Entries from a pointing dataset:
+ + +

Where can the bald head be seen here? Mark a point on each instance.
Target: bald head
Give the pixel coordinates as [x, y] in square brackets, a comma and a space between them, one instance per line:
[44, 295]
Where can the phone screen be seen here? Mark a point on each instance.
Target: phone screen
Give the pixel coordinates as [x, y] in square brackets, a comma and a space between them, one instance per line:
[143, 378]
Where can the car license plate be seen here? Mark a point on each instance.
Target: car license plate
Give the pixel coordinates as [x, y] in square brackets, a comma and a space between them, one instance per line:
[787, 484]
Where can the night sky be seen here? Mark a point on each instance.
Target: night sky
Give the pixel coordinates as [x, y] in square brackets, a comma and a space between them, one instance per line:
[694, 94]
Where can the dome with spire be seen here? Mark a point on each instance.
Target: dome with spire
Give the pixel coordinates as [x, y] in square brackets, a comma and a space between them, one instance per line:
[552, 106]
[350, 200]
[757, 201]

+ + +

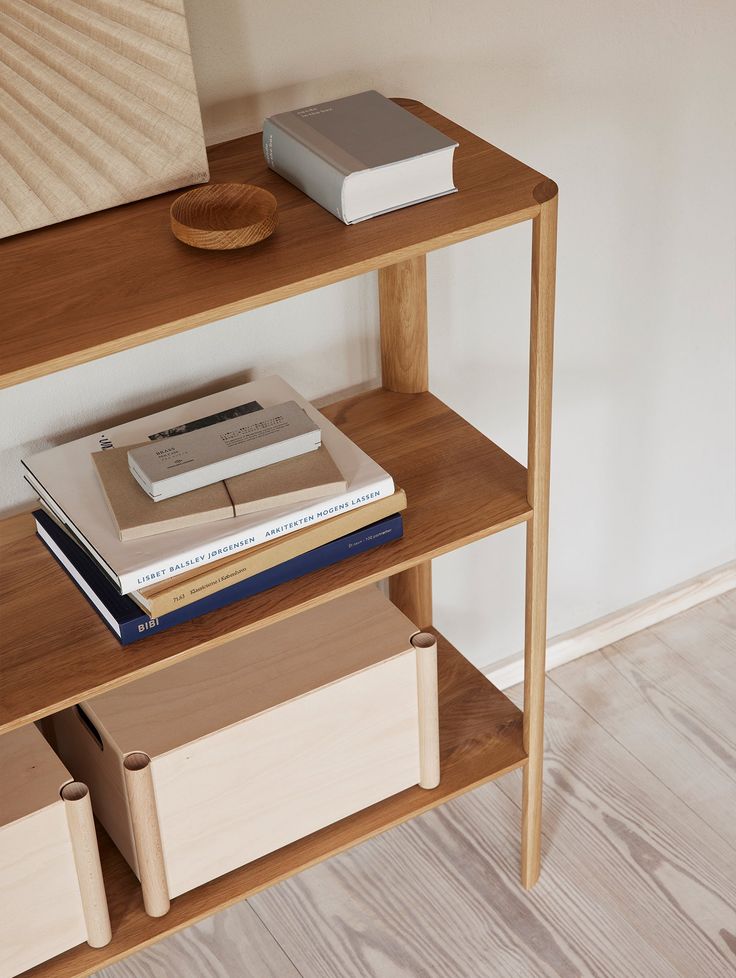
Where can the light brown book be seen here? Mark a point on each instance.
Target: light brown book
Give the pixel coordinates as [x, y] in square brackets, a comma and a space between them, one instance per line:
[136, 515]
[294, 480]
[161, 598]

+ + +

▸ **DO THIS**: State how many lines in the records above contain the word "Where", giving only the number.

▸ **EXERCISE ANSWER**: 6